▸ GIVEN PROBLEM
Copy out word for word the stretch of lines from the one containing "weathered brick surface." through the one containing "(1308, 463)", including both of those lines.

Dataset rows:
= = = = =
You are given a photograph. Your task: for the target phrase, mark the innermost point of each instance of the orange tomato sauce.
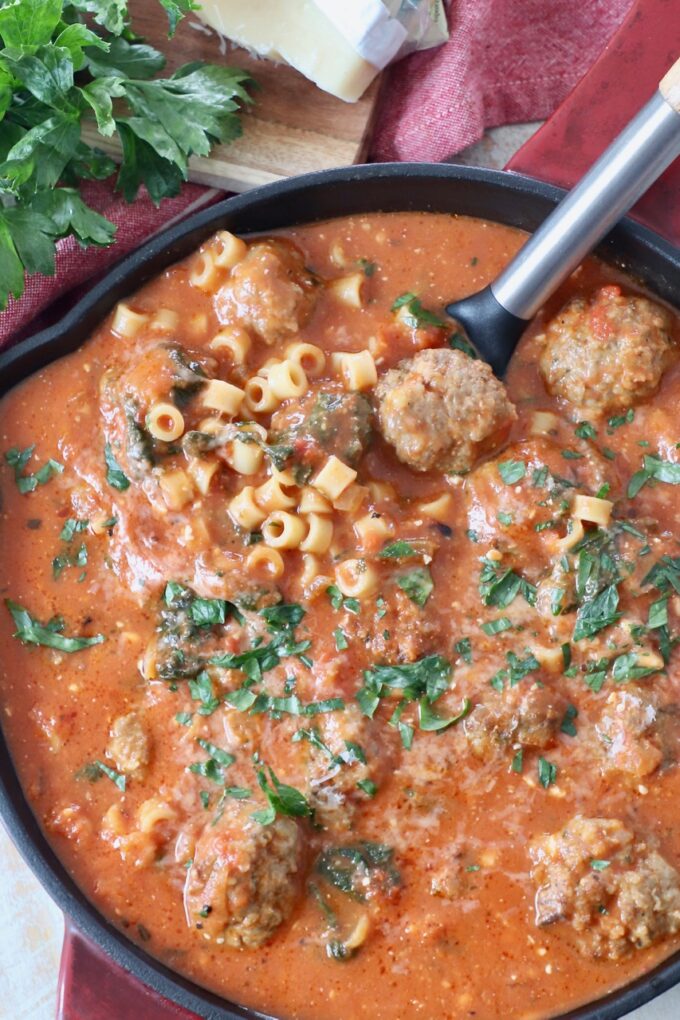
(449, 817)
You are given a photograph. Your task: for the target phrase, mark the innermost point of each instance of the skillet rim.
(128, 274)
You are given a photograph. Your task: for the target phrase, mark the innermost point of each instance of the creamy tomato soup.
(341, 675)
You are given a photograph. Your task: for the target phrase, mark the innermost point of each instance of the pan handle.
(605, 99)
(93, 987)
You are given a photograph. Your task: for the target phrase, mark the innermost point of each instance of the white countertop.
(31, 925)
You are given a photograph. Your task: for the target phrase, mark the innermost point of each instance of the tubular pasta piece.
(288, 379)
(222, 397)
(348, 289)
(438, 508)
(176, 489)
(277, 493)
(333, 477)
(236, 341)
(152, 812)
(202, 472)
(356, 578)
(228, 250)
(260, 398)
(313, 502)
(592, 509)
(244, 456)
(265, 562)
(165, 422)
(358, 370)
(319, 534)
(244, 511)
(204, 273)
(283, 530)
(311, 358)
(127, 322)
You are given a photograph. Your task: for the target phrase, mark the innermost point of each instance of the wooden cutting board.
(293, 128)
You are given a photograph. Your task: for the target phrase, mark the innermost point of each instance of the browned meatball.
(526, 715)
(242, 882)
(627, 730)
(441, 410)
(608, 352)
(128, 746)
(616, 893)
(270, 292)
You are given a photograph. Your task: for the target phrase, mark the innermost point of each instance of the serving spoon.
(494, 318)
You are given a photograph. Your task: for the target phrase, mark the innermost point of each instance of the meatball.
(270, 292)
(405, 634)
(128, 745)
(627, 732)
(616, 893)
(329, 421)
(607, 353)
(526, 715)
(441, 410)
(241, 884)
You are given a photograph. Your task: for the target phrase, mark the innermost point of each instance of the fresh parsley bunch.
(61, 62)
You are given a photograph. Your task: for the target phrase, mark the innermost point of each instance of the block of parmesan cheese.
(299, 33)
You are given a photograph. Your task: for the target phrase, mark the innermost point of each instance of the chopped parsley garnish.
(115, 475)
(654, 468)
(547, 772)
(567, 725)
(341, 640)
(417, 316)
(499, 587)
(621, 419)
(586, 430)
(597, 613)
(358, 868)
(464, 649)
(516, 671)
(400, 550)
(417, 583)
(18, 459)
(497, 626)
(429, 721)
(281, 799)
(202, 691)
(367, 266)
(116, 777)
(31, 631)
(213, 767)
(72, 526)
(512, 470)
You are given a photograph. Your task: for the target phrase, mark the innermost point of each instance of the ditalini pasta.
(342, 675)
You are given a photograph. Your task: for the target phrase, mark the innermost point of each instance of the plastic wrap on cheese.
(341, 45)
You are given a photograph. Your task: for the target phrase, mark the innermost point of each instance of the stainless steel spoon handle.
(632, 162)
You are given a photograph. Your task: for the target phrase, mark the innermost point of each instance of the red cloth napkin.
(506, 61)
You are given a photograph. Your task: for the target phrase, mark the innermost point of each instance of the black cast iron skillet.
(507, 198)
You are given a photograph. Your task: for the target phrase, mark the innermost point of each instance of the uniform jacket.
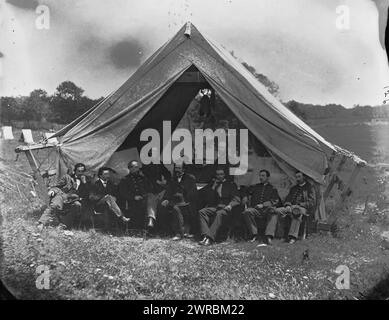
(303, 196)
(261, 193)
(154, 172)
(98, 191)
(68, 185)
(229, 194)
(186, 187)
(134, 185)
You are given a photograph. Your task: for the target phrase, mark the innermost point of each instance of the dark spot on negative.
(24, 4)
(126, 54)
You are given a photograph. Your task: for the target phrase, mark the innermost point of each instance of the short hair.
(179, 162)
(131, 162)
(79, 165)
(266, 171)
(102, 169)
(220, 167)
(302, 173)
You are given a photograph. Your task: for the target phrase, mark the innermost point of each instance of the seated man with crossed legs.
(262, 201)
(299, 202)
(221, 197)
(103, 196)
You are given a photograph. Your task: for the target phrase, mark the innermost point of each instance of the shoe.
(177, 238)
(125, 220)
(203, 241)
(253, 239)
(291, 241)
(151, 223)
(269, 241)
(207, 242)
(62, 226)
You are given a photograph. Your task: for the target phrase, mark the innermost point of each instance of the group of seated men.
(151, 194)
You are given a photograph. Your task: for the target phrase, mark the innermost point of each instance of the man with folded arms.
(180, 200)
(262, 200)
(299, 202)
(70, 191)
(134, 189)
(103, 196)
(221, 197)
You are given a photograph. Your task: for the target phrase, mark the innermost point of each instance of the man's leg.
(220, 216)
(294, 226)
(152, 202)
(177, 221)
(249, 215)
(113, 206)
(50, 215)
(205, 216)
(271, 227)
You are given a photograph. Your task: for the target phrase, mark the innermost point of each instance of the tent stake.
(42, 189)
(347, 189)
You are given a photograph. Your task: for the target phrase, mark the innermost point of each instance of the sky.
(298, 44)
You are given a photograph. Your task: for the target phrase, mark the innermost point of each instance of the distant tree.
(271, 86)
(67, 90)
(66, 102)
(36, 106)
(11, 108)
(296, 108)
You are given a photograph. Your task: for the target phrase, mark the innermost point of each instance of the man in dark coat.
(159, 178)
(180, 201)
(299, 202)
(71, 191)
(261, 201)
(103, 196)
(221, 197)
(133, 192)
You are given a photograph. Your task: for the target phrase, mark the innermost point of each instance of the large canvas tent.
(164, 87)
(155, 93)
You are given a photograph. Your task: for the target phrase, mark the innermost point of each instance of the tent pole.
(334, 178)
(346, 192)
(42, 188)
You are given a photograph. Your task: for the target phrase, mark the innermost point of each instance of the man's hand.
(267, 204)
(245, 200)
(228, 208)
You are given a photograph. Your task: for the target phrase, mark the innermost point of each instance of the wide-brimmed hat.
(299, 210)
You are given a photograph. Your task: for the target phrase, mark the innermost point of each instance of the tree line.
(67, 103)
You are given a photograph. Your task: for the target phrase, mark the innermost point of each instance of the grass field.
(93, 265)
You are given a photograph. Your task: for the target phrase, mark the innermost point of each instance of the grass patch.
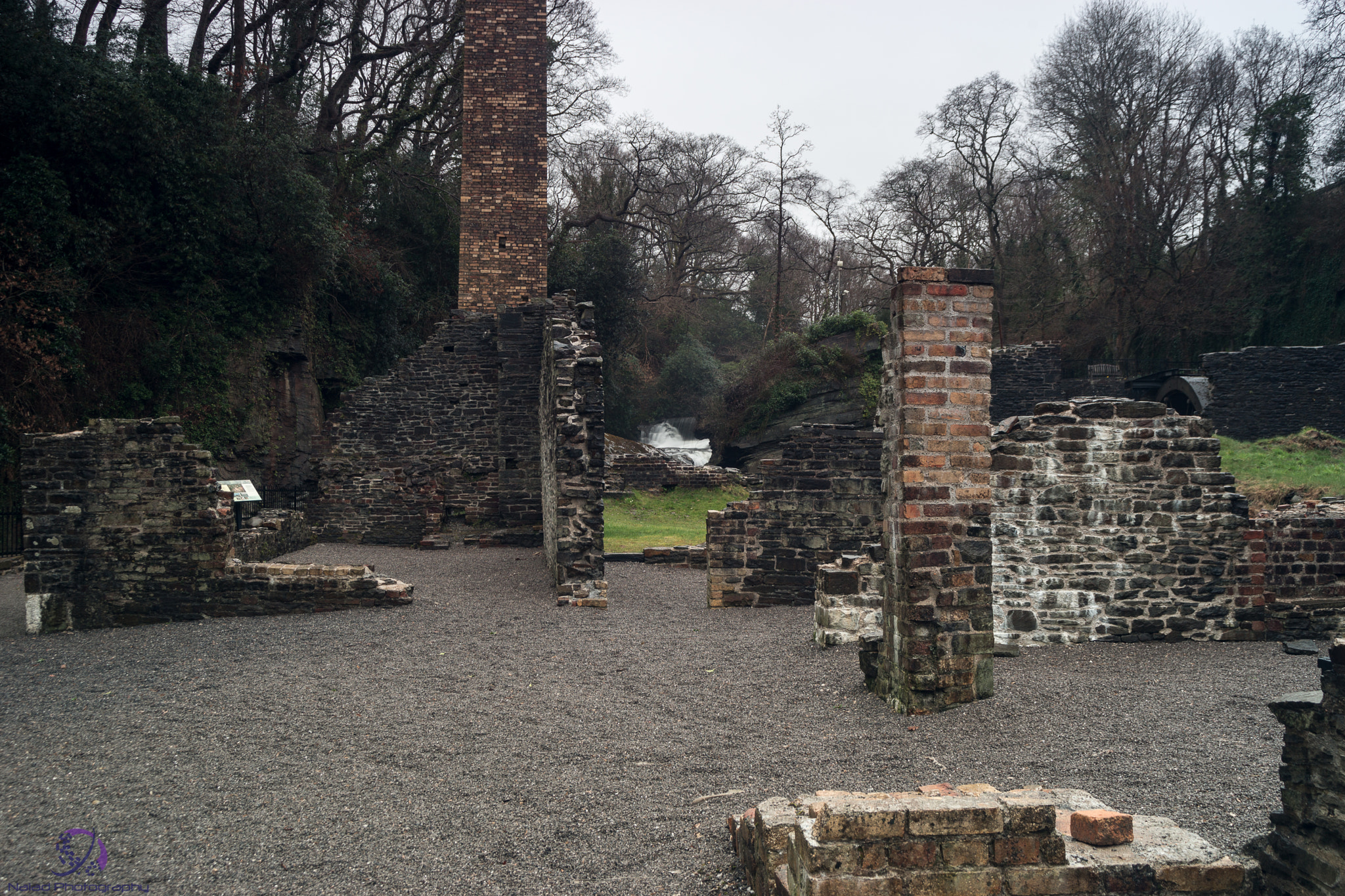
(1310, 464)
(662, 521)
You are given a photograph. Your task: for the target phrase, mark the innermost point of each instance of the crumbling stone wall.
(124, 524)
(1023, 377)
(1271, 390)
(451, 431)
(1114, 522)
(970, 840)
(1305, 852)
(503, 223)
(571, 426)
(937, 613)
(822, 499)
(850, 597)
(280, 532)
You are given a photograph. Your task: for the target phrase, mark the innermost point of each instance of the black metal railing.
(11, 519)
(286, 498)
(1122, 367)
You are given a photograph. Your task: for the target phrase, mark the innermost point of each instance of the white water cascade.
(671, 438)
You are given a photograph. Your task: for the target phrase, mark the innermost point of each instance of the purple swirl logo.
(69, 852)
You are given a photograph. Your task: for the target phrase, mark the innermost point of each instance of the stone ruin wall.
(937, 614)
(1023, 377)
(822, 499)
(1114, 522)
(450, 435)
(124, 524)
(503, 199)
(1269, 390)
(1304, 855)
(572, 452)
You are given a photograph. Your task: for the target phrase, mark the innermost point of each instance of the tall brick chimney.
(502, 249)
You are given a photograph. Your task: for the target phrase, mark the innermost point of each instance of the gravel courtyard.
(485, 740)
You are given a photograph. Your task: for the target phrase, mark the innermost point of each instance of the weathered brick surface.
(572, 457)
(124, 524)
(502, 257)
(1305, 852)
(963, 842)
(822, 499)
(1274, 390)
(1114, 522)
(937, 616)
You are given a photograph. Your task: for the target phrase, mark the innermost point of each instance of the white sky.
(858, 73)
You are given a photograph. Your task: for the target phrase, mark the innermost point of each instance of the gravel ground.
(485, 740)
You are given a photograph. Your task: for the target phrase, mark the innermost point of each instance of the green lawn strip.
(662, 521)
(1308, 463)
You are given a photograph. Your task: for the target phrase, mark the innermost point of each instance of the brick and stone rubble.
(571, 425)
(1275, 390)
(278, 532)
(1114, 522)
(822, 499)
(849, 602)
(1304, 855)
(970, 840)
(937, 616)
(1296, 561)
(503, 196)
(124, 524)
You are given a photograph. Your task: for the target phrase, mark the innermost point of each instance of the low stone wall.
(822, 499)
(124, 526)
(650, 473)
(849, 598)
(970, 840)
(1114, 522)
(280, 532)
(572, 446)
(1305, 852)
(1275, 390)
(1297, 562)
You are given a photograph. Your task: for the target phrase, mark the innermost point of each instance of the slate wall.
(124, 524)
(1268, 390)
(822, 499)
(451, 431)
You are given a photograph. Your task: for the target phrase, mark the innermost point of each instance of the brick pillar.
(938, 614)
(502, 249)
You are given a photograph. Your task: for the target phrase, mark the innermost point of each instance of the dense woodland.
(182, 181)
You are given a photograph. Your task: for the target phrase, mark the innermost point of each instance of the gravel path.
(485, 740)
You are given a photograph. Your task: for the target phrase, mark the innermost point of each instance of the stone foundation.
(1305, 852)
(124, 524)
(969, 840)
(280, 532)
(850, 597)
(822, 499)
(1114, 522)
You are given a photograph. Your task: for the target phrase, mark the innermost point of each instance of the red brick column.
(938, 616)
(502, 249)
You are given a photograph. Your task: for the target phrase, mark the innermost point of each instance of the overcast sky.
(858, 73)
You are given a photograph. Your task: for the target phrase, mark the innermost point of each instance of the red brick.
(1102, 828)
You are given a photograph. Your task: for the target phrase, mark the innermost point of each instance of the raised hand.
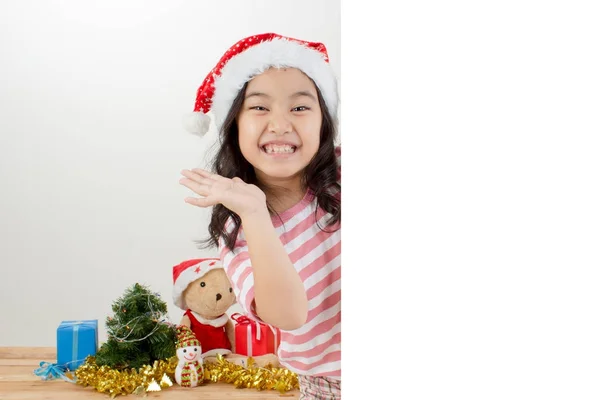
(241, 198)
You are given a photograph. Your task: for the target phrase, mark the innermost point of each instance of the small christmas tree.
(137, 333)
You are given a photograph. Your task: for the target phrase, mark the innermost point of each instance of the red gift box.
(253, 338)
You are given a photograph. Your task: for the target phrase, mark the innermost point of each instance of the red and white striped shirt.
(315, 348)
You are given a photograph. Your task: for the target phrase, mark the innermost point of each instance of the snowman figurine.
(189, 371)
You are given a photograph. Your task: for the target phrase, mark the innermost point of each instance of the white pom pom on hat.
(252, 56)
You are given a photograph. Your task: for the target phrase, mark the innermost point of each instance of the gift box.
(253, 338)
(75, 340)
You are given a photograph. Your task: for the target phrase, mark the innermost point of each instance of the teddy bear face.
(211, 295)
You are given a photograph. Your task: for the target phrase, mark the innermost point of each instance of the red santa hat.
(252, 56)
(187, 272)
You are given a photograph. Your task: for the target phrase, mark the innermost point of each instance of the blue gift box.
(75, 340)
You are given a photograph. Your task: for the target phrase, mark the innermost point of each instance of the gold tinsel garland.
(252, 376)
(116, 382)
(161, 374)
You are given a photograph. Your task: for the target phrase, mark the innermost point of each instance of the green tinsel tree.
(137, 333)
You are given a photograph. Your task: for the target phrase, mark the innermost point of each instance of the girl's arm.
(279, 294)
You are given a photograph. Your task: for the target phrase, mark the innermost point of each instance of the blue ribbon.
(50, 371)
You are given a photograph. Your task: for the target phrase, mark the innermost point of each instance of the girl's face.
(279, 124)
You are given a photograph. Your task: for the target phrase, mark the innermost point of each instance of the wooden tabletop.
(17, 381)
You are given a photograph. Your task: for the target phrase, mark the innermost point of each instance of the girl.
(276, 195)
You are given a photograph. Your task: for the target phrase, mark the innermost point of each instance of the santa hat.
(186, 338)
(252, 56)
(187, 272)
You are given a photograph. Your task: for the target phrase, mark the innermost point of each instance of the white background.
(471, 170)
(92, 96)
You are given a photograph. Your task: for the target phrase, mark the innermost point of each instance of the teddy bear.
(202, 289)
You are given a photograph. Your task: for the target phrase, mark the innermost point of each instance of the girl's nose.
(279, 124)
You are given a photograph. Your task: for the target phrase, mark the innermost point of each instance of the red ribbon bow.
(244, 320)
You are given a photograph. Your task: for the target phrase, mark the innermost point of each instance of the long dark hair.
(320, 175)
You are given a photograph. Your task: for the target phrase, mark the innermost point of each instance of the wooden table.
(17, 381)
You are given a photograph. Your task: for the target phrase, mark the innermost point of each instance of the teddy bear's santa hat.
(187, 272)
(252, 56)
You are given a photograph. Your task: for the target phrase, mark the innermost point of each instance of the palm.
(235, 194)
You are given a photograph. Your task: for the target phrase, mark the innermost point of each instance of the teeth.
(286, 148)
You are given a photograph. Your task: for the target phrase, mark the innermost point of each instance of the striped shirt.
(315, 348)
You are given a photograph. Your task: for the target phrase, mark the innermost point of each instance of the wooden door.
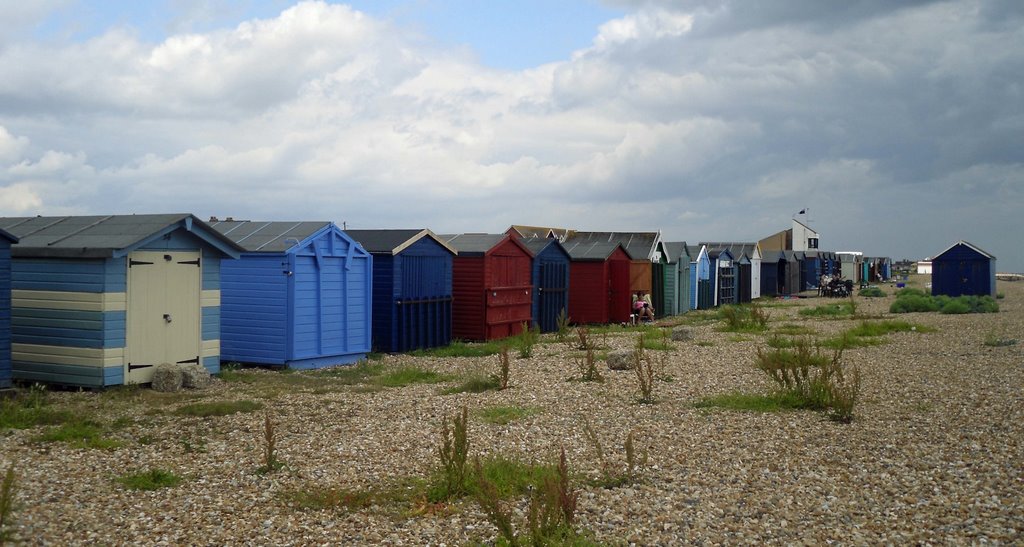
(164, 316)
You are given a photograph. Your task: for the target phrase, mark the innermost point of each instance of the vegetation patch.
(910, 300)
(779, 401)
(871, 292)
(505, 415)
(476, 383)
(459, 348)
(82, 434)
(154, 478)
(743, 319)
(820, 381)
(793, 329)
(218, 408)
(411, 375)
(993, 340)
(31, 409)
(882, 328)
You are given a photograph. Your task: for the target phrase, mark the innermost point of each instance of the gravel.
(934, 455)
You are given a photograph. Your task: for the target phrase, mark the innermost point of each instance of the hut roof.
(103, 236)
(394, 241)
(267, 237)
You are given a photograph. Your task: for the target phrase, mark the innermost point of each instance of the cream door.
(164, 313)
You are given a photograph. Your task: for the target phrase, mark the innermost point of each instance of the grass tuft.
(155, 478)
(218, 408)
(505, 415)
(780, 401)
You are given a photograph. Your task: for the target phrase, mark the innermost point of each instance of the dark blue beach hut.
(412, 288)
(551, 281)
(964, 269)
(299, 296)
(99, 300)
(5, 242)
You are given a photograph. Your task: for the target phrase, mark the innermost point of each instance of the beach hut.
(701, 287)
(599, 275)
(723, 268)
(964, 268)
(676, 271)
(299, 296)
(6, 240)
(850, 265)
(412, 286)
(551, 282)
(748, 257)
(100, 300)
(642, 248)
(491, 285)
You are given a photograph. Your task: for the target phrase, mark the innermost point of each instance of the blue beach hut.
(5, 242)
(99, 300)
(551, 281)
(964, 268)
(298, 296)
(412, 286)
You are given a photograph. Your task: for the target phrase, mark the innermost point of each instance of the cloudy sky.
(899, 125)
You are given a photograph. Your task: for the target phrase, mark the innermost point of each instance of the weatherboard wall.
(550, 275)
(5, 374)
(963, 269)
(413, 297)
(306, 307)
(69, 316)
(492, 292)
(600, 289)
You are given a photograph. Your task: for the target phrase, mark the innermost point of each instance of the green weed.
(218, 408)
(505, 415)
(780, 401)
(79, 434)
(411, 375)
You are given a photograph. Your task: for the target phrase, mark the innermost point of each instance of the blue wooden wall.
(68, 314)
(413, 297)
(307, 307)
(5, 374)
(551, 286)
(963, 270)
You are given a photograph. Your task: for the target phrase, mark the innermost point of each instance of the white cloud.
(713, 117)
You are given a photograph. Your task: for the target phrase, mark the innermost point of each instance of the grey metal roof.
(590, 250)
(265, 236)
(101, 236)
(473, 244)
(736, 249)
(393, 241)
(675, 250)
(969, 245)
(639, 245)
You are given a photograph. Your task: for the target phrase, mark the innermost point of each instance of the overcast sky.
(899, 125)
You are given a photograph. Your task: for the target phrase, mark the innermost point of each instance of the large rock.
(167, 378)
(621, 360)
(680, 334)
(195, 376)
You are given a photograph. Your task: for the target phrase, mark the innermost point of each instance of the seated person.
(642, 306)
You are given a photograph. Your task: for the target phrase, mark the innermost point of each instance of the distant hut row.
(100, 300)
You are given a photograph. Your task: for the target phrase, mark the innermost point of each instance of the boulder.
(621, 360)
(680, 334)
(167, 378)
(195, 376)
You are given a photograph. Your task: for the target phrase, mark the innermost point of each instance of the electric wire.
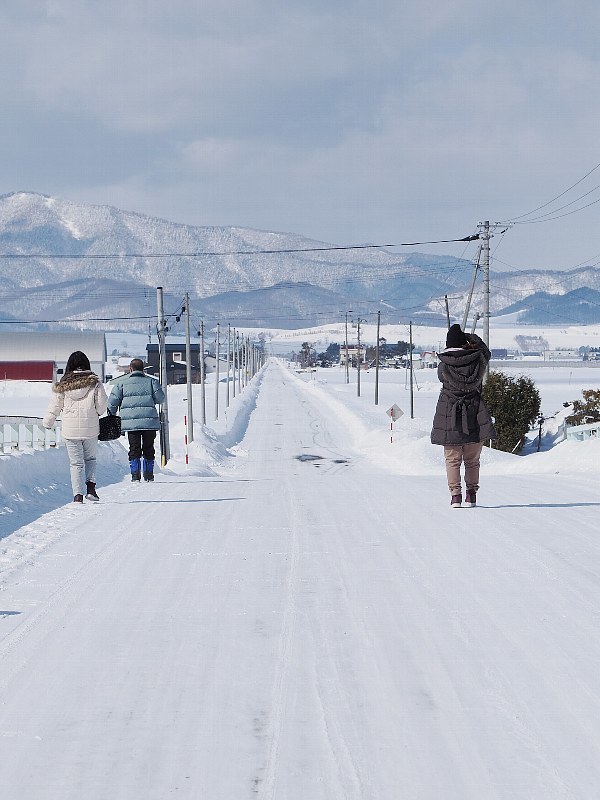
= = = = =
▸ COMPLETE RESPONSE
You are given a photograph. Your task: for the target phrase, mark the innermost point of each instance of the weathered brick surface.
(572, 457)
(124, 524)
(502, 257)
(1305, 852)
(963, 842)
(822, 499)
(1274, 390)
(1114, 522)
(937, 616)
You are given a photograph. Your task: for the target phrase, mark the innermost point of each instance of the white sky.
(858, 73)
You are given a photograph. Your task: for the target phrase, mark the innermost point of each instance of the gravel ground.
(485, 740)
You are given a photograph. Your task: for the target phrase, mark the innermost point of each instance of the green lawn strip.
(662, 521)
(1308, 463)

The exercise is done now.